**Problem details**
In how many lines of the listing below does "instance" appear? Reply with the number only.

**Data for this exercise**

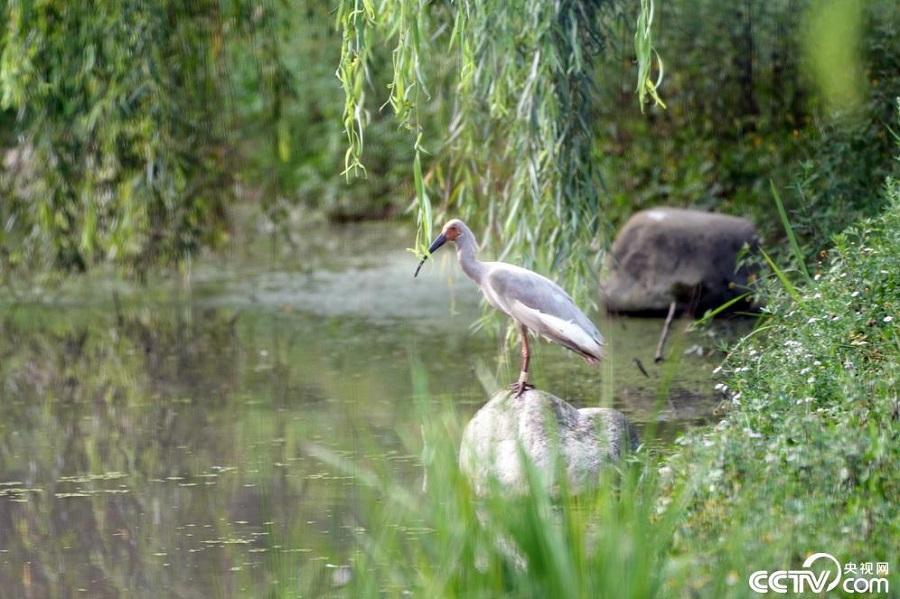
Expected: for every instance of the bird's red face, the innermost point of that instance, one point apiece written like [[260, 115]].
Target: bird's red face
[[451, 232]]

---

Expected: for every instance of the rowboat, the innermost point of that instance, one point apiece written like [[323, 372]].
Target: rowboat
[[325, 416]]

**Response**
2